**Your objective**.
Could you quote, exactly as they stand, the lines running from the one with "of the metal" to the final line of the material?

**Information given**.

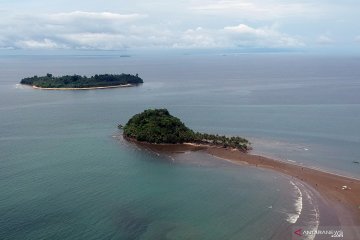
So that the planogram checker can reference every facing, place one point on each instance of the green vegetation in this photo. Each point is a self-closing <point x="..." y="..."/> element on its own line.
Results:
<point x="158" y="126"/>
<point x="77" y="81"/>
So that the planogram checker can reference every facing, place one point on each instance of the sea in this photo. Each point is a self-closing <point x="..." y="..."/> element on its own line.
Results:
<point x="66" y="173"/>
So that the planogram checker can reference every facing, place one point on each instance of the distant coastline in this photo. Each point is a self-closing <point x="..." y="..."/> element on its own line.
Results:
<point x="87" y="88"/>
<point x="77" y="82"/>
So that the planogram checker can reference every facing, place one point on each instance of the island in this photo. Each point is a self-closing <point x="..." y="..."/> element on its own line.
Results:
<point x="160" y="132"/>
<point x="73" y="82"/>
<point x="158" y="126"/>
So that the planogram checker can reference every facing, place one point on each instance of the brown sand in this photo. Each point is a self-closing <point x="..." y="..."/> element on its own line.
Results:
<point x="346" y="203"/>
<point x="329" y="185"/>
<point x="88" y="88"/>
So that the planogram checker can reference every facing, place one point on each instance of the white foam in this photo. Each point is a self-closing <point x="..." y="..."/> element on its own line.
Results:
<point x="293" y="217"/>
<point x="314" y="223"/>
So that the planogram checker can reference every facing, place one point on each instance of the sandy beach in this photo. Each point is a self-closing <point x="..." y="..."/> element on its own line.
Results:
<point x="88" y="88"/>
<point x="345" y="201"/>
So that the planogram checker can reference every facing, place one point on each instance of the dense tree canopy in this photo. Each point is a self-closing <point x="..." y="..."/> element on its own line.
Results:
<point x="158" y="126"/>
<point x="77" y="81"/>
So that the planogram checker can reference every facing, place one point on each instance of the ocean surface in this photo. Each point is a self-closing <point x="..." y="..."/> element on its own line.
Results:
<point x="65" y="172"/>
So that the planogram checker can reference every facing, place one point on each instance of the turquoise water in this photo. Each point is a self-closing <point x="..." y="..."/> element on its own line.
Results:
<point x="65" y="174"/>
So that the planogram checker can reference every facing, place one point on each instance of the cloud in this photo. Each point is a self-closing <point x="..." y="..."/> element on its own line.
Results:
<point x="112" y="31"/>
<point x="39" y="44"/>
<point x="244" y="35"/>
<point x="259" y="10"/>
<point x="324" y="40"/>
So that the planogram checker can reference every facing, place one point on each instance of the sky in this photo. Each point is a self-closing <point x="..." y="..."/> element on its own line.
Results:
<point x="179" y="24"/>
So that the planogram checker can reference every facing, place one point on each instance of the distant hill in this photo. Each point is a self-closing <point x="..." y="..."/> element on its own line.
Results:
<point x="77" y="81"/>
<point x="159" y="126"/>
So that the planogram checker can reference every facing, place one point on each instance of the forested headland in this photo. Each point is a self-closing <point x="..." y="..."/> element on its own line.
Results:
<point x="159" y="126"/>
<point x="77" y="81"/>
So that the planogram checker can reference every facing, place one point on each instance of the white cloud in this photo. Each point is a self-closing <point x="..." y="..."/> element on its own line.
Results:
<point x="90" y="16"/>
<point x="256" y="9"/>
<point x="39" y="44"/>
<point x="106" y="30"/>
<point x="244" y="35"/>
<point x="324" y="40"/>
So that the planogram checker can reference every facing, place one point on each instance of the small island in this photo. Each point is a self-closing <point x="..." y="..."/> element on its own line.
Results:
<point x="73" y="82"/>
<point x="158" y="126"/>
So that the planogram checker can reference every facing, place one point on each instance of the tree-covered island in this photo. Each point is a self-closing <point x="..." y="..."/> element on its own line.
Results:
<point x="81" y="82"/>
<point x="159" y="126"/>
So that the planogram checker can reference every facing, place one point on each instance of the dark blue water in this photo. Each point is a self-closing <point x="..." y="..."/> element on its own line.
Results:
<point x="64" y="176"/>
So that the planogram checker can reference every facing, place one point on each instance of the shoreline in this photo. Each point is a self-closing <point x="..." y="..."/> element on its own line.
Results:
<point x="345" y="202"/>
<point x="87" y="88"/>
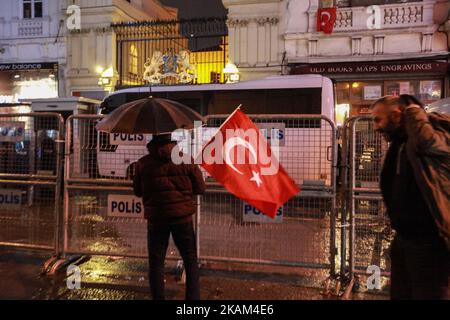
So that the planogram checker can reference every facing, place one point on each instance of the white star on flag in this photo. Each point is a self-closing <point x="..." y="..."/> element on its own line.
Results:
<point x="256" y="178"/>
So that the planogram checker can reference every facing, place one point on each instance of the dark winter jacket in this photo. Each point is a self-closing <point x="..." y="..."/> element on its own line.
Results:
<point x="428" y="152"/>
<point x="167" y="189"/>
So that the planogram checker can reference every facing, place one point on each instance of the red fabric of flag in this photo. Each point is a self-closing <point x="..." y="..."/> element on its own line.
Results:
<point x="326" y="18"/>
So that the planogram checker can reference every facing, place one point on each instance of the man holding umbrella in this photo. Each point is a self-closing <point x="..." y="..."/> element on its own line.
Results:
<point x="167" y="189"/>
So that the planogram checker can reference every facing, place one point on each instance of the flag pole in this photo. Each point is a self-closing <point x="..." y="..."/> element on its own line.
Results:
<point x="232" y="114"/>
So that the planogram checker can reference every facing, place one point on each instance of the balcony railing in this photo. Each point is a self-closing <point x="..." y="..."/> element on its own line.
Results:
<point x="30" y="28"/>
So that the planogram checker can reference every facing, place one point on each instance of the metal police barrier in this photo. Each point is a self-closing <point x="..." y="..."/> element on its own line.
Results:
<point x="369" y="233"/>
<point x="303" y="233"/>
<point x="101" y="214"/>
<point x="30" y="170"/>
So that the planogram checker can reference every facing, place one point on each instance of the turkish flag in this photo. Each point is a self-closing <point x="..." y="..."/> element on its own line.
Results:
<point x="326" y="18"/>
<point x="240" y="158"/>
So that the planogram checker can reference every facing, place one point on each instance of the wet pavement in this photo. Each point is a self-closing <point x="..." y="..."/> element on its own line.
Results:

**The answer**.
So that the planogram checker can reference every facing, place one point on each instance of the metal police barrier in this photo. Each point is a self-closing <point x="..." y="..."/> element on its own line.
Results:
<point x="369" y="233"/>
<point x="303" y="233"/>
<point x="101" y="214"/>
<point x="30" y="170"/>
So that the planogram checker can reference every facing, place one point on each instance of the turkish flag in this photo. Each point is a self-closing <point x="..." y="..."/> element on its own line.
Results:
<point x="326" y="18"/>
<point x="240" y="158"/>
So that the planogram checker can reference every facing, place one point on each instance of the wet pavement in this photo. Each point is a self-closing <point x="..." y="..."/> element on its own line.
Results:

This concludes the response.